Extracted entries:

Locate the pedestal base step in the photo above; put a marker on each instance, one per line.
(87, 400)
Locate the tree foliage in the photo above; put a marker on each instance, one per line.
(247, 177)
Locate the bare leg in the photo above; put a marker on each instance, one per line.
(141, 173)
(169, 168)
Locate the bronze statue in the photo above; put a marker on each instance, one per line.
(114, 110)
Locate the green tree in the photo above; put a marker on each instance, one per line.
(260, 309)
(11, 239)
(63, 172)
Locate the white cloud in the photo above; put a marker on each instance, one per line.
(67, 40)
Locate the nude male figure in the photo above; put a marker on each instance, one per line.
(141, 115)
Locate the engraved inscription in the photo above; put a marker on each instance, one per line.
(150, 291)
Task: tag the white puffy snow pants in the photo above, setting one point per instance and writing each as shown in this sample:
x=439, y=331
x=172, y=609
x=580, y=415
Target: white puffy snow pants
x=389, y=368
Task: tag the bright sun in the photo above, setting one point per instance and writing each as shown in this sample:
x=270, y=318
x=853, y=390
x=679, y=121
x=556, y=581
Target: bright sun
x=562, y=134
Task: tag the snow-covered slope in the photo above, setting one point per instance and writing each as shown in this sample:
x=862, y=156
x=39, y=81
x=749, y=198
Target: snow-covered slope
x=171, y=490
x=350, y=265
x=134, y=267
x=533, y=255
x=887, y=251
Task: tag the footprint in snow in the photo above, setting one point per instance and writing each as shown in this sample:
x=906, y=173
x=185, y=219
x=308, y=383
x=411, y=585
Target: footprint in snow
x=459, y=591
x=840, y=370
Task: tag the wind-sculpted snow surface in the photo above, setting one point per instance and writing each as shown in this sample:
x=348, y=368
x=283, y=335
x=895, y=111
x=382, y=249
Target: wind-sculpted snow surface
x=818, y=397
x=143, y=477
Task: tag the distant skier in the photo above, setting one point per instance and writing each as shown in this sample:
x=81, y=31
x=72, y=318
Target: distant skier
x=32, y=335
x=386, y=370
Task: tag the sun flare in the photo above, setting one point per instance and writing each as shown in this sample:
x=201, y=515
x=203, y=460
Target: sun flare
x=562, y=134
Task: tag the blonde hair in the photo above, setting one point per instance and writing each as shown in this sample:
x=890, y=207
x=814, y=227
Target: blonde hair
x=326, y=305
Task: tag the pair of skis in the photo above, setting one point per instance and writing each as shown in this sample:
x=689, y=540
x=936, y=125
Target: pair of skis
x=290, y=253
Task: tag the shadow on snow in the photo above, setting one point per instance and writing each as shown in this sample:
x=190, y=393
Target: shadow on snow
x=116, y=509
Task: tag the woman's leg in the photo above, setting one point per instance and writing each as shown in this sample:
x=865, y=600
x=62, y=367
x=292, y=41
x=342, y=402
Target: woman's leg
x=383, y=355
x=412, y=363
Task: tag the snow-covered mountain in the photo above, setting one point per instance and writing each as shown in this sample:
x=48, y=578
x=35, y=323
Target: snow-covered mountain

Try it:
Go through the records above and retype each one exactly.

Answer for the task:
Locate the pedestal base step in the photo above; put a marker on each instance, one per line.
(87, 400)
Locate the tree foliage in the photo above; put a marker on each instance, one per line.
(247, 177)
Locate the bare leg in the photo above; put a marker on each instance, one per line.
(141, 173)
(169, 168)
Locate the bronze statue in the photo above; put a marker on each instance, one per line.
(114, 110)
Locate the green tree in the photo above; put a marker on each instance, one per line.
(260, 309)
(11, 239)
(63, 172)
Locate the white cloud in the photo above; put a marker on each instance, one per line.
(67, 40)
Locate the nude male figure in the photo above; put a marker on each instance, one per line.
(141, 115)
Locate the engraved inscription in the photo above; put a marker on each instance, one per line.
(150, 291)
Task: tag the white puffy snow pants in the photo above, setting one point per instance and writing each as shown in this sample:
x=439, y=331
x=172, y=609
x=580, y=415
Target: white puffy snow pants
x=389, y=368
Task: tag the bright sun in the photo above, setting one point per instance and writing each as shown in this sample:
x=270, y=318
x=853, y=390
x=679, y=121
x=556, y=581
Target: bright sun
x=562, y=134
Task: tag the snow-covered slope in the photo above, setting one point per instance and writing each as shown in this sample:
x=862, y=156
x=39, y=81
x=749, y=198
Target: snow-covered slope
x=171, y=490
x=350, y=265
x=134, y=267
x=533, y=255
x=887, y=251
Task: tag the footprint in snow in the photo above, setting one point per instance and writing each as shown in this sample:
x=906, y=173
x=185, y=219
x=308, y=383
x=411, y=585
Target: footprint in snow
x=459, y=591
x=840, y=370
Task: tag the wind-sculpted snow surface in the photo above, setting one point per instance and writing each as shown in this sample:
x=348, y=368
x=283, y=335
x=895, y=111
x=382, y=249
Target: wind-sculpted snow surface
x=818, y=397
x=143, y=477
Task: tag the distant skier in the photo above, setting one point per instance and writing each as shown in this sample:
x=81, y=31
x=72, y=318
Target: distant skier
x=32, y=335
x=386, y=370
Task: tag the sun flare in the photo above, setting one point per instance and writing each as shown in this sample:
x=201, y=515
x=203, y=460
Target: sun flare
x=562, y=134
Task: tag the blonde hair in the photo above, setting one point per instance and writing each as shown in this sample:
x=890, y=207
x=814, y=227
Target: blonde hair
x=326, y=305
Task: tag the pair of skis in the photo above, setting one point per instance and writing each as shown in this sample:
x=689, y=540
x=936, y=125
Target: pair of skis
x=290, y=253
Task: tag the shadow on snow in the photo above, setting one point per instance and writing each as shown in this sample:
x=190, y=393
Target: shadow on snow
x=116, y=509
Task: tag the woman's leg in the photo above, setting one point per instance and writing each as shown in this sample:
x=865, y=600
x=62, y=367
x=292, y=41
x=342, y=402
Target: woman's leg
x=383, y=355
x=412, y=363
Task: tag the snow-covered mountain in the photo above, setting one point per instance and writing each as shown in this sample:
x=48, y=578
x=35, y=323
Target: snow-covered mountain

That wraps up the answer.